» EXERCISE DIRECTIONS:
Rename "box_fmt" to "box_format" throughout the rows below, then write the rows out again with everything else left as is. Leave the pictures out.
━━━ RECORDED DATA
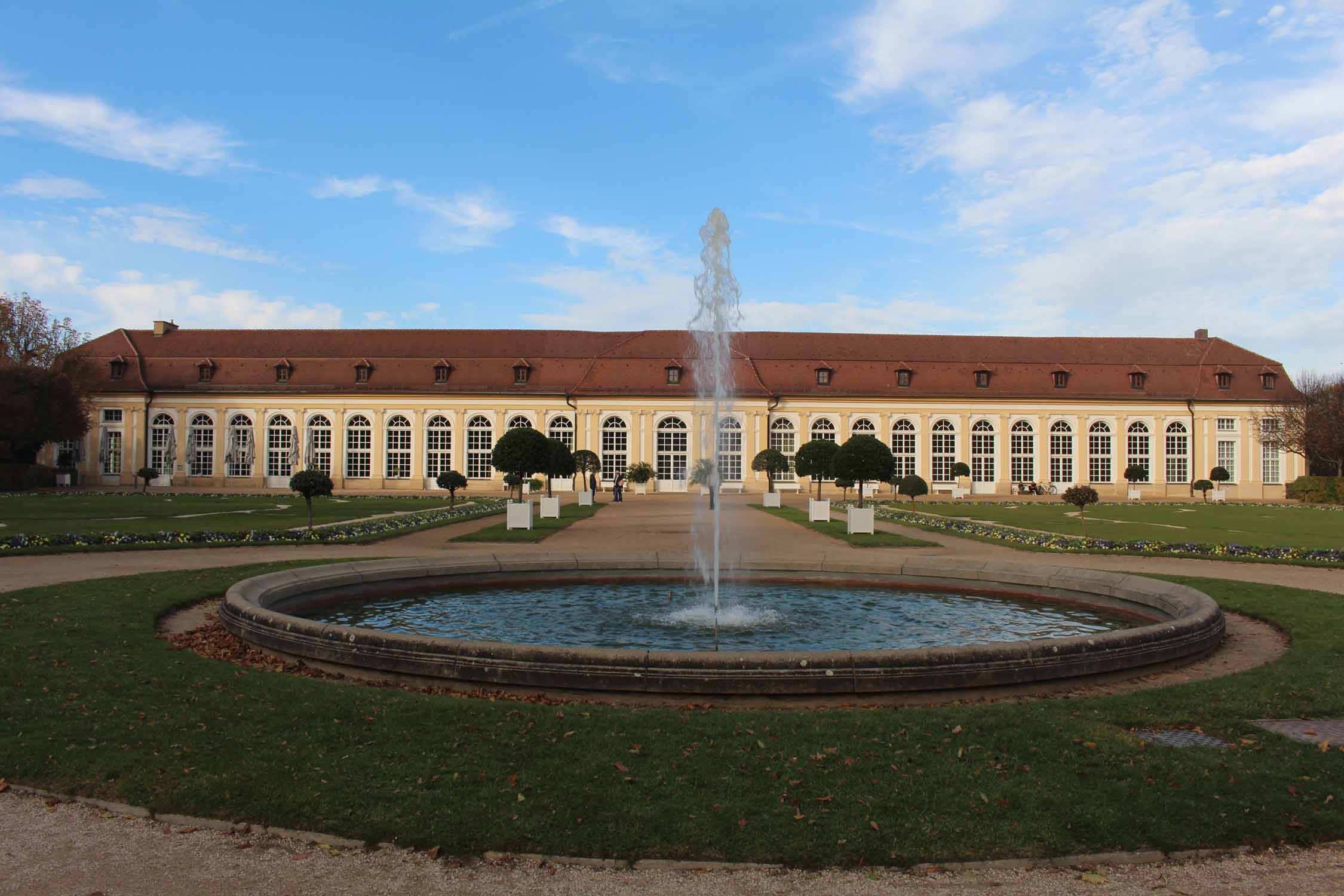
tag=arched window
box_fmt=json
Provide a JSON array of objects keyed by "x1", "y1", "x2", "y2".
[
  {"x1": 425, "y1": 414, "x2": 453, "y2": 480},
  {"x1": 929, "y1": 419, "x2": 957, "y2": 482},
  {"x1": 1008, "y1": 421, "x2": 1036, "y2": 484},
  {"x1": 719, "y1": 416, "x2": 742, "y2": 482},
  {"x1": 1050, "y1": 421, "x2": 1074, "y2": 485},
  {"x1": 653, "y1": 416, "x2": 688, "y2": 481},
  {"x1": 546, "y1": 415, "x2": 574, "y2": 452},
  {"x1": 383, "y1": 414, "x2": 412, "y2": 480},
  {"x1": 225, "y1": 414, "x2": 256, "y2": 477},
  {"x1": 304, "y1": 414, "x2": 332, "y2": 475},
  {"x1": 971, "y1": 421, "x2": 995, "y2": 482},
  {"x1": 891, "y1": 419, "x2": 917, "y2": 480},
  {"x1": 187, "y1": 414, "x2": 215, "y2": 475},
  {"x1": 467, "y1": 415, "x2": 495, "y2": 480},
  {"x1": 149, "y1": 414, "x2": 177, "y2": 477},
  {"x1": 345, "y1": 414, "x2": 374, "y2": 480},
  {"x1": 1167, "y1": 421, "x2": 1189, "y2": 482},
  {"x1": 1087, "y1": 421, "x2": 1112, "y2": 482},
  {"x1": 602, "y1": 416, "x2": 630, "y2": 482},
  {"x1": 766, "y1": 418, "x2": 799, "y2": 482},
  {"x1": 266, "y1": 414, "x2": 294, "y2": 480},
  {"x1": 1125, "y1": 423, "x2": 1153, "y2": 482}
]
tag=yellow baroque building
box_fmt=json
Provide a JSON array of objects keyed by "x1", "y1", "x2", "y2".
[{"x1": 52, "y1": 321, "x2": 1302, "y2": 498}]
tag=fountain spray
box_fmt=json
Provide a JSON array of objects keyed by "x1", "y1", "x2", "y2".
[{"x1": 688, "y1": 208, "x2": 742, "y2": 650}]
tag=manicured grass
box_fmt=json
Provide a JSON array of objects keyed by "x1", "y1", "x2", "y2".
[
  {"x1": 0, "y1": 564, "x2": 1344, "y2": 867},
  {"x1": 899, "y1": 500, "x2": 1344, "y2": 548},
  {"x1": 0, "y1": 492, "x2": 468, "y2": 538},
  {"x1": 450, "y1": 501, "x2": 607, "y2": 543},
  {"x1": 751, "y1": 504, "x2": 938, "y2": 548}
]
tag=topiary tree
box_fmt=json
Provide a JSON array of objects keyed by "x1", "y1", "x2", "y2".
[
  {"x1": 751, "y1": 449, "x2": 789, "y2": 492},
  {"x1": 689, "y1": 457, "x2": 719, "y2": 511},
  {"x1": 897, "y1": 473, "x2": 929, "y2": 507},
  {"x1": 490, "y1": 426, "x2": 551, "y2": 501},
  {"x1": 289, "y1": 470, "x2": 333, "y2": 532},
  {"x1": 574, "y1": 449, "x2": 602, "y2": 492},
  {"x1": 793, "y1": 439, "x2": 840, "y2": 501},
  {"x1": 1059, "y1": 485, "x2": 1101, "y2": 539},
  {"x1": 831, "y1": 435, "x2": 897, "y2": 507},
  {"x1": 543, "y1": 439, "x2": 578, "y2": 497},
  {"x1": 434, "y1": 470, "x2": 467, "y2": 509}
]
━━━━━━
» TASK OUTPUT:
tag=arched window
box_format=json
Provide a JSON array of objects keyed by "x1", "y1", "x2", "y2".
[
  {"x1": 425, "y1": 414, "x2": 453, "y2": 480},
  {"x1": 929, "y1": 419, "x2": 957, "y2": 482},
  {"x1": 1008, "y1": 421, "x2": 1036, "y2": 484},
  {"x1": 719, "y1": 416, "x2": 742, "y2": 482},
  {"x1": 1050, "y1": 421, "x2": 1074, "y2": 485},
  {"x1": 653, "y1": 416, "x2": 688, "y2": 481},
  {"x1": 546, "y1": 415, "x2": 574, "y2": 452},
  {"x1": 383, "y1": 414, "x2": 412, "y2": 480},
  {"x1": 225, "y1": 414, "x2": 256, "y2": 477},
  {"x1": 304, "y1": 414, "x2": 332, "y2": 475},
  {"x1": 971, "y1": 421, "x2": 995, "y2": 482},
  {"x1": 891, "y1": 419, "x2": 917, "y2": 480},
  {"x1": 187, "y1": 414, "x2": 215, "y2": 475},
  {"x1": 467, "y1": 415, "x2": 495, "y2": 480},
  {"x1": 149, "y1": 414, "x2": 177, "y2": 477},
  {"x1": 345, "y1": 414, "x2": 374, "y2": 480},
  {"x1": 1167, "y1": 421, "x2": 1189, "y2": 482},
  {"x1": 1087, "y1": 421, "x2": 1112, "y2": 482},
  {"x1": 602, "y1": 416, "x2": 630, "y2": 482},
  {"x1": 766, "y1": 418, "x2": 799, "y2": 482},
  {"x1": 266, "y1": 414, "x2": 294, "y2": 480},
  {"x1": 1125, "y1": 423, "x2": 1153, "y2": 482}
]
tag=yellow baroque building
box_format=json
Provide a JSON array of objects keyed by "x1", "y1", "x2", "y2".
[{"x1": 52, "y1": 321, "x2": 1302, "y2": 498}]
tag=fountain spray
box_format=json
Provide a JSON array of objects keyed by "x1", "y1", "x2", "y2".
[{"x1": 688, "y1": 208, "x2": 742, "y2": 650}]
tag=manicured grass
box_format=json
Provide a JSON array of objects keyed by "x1", "y1", "x2", "y2".
[
  {"x1": 0, "y1": 564, "x2": 1344, "y2": 867},
  {"x1": 899, "y1": 500, "x2": 1344, "y2": 548},
  {"x1": 0, "y1": 492, "x2": 468, "y2": 538},
  {"x1": 450, "y1": 501, "x2": 607, "y2": 543},
  {"x1": 751, "y1": 504, "x2": 938, "y2": 548}
]
tag=topiary tree
box_format=json
Provide a JSON array of objects keyed by "x1", "y1", "x2", "y2".
[
  {"x1": 751, "y1": 449, "x2": 789, "y2": 492},
  {"x1": 689, "y1": 457, "x2": 719, "y2": 511},
  {"x1": 897, "y1": 473, "x2": 929, "y2": 507},
  {"x1": 490, "y1": 426, "x2": 551, "y2": 501},
  {"x1": 289, "y1": 470, "x2": 333, "y2": 532},
  {"x1": 574, "y1": 449, "x2": 602, "y2": 492},
  {"x1": 793, "y1": 439, "x2": 840, "y2": 501},
  {"x1": 1059, "y1": 485, "x2": 1101, "y2": 539},
  {"x1": 831, "y1": 435, "x2": 897, "y2": 507},
  {"x1": 543, "y1": 439, "x2": 578, "y2": 497},
  {"x1": 434, "y1": 470, "x2": 467, "y2": 509}
]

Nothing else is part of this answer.